What the task requires>
Return every line of the records that contains the word "suit", treating uppercase and lowercase letters as distinct.

+---+

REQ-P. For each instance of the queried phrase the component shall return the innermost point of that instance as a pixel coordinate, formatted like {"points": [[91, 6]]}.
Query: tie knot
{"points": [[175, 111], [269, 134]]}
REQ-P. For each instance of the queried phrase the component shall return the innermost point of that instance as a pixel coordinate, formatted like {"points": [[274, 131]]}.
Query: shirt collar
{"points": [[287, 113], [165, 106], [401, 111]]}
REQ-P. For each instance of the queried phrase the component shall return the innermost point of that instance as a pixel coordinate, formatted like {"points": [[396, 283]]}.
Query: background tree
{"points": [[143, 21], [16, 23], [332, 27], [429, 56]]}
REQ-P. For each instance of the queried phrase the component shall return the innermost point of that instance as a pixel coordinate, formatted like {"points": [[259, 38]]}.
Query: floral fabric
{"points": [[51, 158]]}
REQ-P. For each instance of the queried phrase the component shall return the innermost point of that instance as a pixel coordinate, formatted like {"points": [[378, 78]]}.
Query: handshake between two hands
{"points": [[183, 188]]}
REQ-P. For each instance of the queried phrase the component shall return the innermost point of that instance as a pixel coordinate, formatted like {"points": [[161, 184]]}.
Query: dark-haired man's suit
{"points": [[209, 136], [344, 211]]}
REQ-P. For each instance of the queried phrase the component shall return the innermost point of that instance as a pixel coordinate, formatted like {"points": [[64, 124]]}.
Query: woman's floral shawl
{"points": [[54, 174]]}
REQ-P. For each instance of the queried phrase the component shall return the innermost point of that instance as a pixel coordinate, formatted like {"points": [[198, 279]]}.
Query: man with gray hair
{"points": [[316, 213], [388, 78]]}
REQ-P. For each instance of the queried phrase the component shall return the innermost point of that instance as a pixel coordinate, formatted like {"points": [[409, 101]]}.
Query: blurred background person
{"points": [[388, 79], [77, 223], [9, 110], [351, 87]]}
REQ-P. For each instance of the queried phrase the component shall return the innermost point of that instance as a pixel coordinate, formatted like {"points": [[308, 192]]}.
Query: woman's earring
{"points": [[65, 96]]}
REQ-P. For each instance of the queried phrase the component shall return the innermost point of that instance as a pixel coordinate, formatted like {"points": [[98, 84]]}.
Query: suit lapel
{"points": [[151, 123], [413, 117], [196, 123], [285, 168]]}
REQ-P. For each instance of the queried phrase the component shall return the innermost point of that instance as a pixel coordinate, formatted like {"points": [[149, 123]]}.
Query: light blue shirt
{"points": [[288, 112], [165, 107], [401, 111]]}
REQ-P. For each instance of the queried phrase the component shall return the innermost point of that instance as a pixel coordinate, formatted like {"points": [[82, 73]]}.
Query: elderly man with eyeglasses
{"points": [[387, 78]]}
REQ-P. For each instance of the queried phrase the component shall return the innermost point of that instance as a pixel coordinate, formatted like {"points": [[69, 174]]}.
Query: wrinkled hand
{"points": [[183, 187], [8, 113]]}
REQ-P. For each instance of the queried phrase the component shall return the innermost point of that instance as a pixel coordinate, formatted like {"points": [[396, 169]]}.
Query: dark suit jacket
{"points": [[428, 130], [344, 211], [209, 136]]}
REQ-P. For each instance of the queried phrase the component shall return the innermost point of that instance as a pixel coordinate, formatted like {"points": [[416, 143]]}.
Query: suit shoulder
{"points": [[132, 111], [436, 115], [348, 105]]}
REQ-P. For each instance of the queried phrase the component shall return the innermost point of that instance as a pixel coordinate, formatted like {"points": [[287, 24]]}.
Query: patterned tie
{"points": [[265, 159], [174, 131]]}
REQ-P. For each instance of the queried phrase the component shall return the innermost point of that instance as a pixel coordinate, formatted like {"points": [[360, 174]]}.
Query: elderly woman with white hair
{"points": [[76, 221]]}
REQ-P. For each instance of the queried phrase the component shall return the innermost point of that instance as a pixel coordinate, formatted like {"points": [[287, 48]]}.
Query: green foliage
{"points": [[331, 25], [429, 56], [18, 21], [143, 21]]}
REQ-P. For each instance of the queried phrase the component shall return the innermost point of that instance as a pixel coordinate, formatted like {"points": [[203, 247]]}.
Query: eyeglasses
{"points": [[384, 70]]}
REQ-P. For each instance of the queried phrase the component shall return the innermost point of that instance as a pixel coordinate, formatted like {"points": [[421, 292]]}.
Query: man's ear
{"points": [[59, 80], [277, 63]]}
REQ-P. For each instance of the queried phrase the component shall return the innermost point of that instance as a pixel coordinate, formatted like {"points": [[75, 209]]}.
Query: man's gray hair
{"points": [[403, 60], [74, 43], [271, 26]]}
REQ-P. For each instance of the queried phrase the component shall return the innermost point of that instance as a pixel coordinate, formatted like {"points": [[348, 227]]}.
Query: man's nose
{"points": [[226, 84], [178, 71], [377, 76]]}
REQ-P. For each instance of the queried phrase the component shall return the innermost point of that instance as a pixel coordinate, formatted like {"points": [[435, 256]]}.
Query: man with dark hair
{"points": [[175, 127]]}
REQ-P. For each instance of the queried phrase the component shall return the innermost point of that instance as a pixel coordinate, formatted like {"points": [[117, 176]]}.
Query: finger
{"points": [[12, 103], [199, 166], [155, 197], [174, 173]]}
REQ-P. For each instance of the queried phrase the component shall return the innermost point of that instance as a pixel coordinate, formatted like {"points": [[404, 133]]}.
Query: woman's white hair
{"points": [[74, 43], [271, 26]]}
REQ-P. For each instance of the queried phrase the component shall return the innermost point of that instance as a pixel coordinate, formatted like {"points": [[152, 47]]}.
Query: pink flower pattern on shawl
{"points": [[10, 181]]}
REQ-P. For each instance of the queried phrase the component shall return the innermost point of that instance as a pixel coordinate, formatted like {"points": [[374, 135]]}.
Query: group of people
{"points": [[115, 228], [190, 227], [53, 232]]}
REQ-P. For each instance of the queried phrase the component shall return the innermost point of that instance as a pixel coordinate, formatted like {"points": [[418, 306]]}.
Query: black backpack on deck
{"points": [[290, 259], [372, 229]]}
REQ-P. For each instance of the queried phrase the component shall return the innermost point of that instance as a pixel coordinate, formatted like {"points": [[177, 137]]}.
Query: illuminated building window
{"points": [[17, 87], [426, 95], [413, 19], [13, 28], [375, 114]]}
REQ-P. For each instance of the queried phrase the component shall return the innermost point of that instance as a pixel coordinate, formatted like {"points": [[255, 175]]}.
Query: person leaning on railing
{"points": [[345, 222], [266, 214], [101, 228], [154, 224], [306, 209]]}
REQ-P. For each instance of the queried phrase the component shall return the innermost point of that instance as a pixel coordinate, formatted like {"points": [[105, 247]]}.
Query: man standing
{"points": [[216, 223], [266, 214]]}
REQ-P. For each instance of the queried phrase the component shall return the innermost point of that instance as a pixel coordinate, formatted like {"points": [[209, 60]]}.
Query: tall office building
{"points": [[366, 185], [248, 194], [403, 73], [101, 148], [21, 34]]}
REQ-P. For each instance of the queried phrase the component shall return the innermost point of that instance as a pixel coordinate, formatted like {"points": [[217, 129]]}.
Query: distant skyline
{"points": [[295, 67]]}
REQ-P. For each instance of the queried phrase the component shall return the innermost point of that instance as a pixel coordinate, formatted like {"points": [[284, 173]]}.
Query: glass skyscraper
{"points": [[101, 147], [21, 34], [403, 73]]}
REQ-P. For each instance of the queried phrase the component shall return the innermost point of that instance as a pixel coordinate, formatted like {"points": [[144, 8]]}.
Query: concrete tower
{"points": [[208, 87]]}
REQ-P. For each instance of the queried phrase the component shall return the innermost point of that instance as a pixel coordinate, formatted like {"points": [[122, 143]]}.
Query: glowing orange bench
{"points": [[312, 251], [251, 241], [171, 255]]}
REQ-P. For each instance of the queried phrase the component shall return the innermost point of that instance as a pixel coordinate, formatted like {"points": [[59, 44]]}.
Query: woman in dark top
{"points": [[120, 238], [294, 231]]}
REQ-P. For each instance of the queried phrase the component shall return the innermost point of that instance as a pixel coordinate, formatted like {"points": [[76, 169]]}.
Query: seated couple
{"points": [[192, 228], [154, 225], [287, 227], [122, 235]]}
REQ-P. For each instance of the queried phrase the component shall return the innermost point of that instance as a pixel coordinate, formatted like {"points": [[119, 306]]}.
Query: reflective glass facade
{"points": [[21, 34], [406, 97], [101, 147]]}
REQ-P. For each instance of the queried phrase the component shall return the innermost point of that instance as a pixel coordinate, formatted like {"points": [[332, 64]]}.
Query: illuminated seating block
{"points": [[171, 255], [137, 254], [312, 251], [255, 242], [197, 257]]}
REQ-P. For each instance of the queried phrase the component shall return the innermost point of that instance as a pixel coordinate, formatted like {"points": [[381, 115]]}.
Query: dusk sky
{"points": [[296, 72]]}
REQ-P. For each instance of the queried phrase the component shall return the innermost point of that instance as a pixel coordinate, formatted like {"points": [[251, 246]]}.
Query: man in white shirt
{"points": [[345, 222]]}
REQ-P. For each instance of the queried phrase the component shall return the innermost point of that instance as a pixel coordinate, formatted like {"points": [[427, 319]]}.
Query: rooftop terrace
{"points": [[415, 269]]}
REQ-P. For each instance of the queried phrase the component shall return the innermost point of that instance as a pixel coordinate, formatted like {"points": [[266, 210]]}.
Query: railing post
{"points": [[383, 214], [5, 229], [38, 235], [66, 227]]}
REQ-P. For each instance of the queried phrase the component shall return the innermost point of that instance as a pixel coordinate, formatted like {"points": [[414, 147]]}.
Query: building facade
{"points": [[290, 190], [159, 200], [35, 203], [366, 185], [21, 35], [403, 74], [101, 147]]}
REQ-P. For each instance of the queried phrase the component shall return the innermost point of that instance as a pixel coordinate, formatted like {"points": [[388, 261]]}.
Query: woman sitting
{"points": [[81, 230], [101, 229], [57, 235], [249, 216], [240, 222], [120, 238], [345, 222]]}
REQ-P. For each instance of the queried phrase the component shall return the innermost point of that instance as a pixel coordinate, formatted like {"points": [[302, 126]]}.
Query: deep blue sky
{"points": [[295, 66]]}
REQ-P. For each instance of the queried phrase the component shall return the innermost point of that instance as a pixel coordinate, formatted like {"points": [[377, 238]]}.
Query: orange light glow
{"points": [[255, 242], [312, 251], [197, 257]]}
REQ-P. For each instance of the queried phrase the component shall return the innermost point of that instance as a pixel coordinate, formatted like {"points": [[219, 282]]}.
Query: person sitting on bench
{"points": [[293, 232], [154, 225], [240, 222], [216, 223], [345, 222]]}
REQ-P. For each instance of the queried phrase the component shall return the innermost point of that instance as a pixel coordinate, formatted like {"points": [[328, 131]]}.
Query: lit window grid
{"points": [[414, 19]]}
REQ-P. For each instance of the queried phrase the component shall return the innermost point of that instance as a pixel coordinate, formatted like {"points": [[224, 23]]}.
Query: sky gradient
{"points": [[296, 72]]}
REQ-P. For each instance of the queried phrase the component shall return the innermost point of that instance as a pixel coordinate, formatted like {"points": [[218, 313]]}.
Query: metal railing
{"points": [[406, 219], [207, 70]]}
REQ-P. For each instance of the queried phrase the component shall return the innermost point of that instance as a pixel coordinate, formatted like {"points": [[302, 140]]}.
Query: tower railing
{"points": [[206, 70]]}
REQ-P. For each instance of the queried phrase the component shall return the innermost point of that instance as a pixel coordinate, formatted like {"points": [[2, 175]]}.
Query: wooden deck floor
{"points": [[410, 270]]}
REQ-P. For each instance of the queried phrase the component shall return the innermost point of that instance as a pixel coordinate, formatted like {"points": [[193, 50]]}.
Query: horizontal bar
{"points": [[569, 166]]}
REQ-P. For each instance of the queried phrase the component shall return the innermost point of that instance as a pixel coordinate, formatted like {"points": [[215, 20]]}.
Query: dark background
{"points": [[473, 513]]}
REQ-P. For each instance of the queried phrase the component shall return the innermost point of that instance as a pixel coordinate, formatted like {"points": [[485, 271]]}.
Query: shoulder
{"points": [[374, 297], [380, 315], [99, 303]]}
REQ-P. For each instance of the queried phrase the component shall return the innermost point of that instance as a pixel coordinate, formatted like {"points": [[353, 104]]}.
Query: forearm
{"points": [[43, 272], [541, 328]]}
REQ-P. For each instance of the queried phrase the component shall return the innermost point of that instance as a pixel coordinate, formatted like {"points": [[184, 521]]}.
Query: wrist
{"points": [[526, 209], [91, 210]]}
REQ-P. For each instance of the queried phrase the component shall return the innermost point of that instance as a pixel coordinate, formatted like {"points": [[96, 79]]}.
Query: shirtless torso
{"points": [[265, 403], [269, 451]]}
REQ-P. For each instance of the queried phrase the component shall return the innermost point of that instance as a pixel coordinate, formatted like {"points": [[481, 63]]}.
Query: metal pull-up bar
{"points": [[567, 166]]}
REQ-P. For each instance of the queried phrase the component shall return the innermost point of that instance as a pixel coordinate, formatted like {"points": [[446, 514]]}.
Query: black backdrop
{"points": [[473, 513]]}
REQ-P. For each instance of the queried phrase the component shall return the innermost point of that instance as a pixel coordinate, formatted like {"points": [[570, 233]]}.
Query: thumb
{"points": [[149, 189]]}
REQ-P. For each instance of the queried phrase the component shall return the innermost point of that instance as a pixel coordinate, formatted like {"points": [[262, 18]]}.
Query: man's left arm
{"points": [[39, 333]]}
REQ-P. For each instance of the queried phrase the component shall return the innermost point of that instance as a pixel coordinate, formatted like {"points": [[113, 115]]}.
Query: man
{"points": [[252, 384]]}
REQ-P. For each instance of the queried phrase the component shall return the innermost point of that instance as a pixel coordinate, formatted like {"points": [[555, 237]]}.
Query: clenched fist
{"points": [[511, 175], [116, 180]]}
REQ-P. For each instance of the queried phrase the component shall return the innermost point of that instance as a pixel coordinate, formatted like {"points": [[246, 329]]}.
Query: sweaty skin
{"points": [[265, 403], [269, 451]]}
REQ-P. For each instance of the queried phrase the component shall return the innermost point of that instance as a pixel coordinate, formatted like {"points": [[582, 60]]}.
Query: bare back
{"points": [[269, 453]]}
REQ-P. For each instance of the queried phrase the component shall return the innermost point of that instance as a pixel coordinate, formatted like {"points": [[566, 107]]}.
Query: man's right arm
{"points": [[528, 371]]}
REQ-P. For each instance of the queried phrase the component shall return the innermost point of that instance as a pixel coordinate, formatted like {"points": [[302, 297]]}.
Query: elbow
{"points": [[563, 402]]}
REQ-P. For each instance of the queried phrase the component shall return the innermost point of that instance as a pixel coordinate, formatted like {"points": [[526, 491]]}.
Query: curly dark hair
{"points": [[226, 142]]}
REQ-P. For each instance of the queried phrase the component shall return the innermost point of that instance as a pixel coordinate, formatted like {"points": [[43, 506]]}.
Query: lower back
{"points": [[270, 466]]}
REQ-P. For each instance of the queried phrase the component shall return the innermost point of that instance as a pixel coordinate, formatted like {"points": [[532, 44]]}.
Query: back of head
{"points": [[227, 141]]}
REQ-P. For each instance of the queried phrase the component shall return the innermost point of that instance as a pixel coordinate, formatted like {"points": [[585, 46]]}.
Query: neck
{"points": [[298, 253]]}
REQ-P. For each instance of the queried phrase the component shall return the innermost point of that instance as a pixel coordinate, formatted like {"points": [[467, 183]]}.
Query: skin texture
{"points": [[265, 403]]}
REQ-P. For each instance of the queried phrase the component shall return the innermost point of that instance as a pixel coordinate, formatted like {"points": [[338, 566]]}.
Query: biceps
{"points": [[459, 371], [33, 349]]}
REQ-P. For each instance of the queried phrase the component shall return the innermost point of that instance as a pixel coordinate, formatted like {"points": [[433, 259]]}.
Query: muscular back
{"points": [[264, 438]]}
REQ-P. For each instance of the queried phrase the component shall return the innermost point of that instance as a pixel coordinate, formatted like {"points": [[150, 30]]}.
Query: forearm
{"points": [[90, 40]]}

+---+

Complete answer>
Query: dark-haired man's suit
Query: suit lapel
Query: dark suit jacket
Query: suit shoulder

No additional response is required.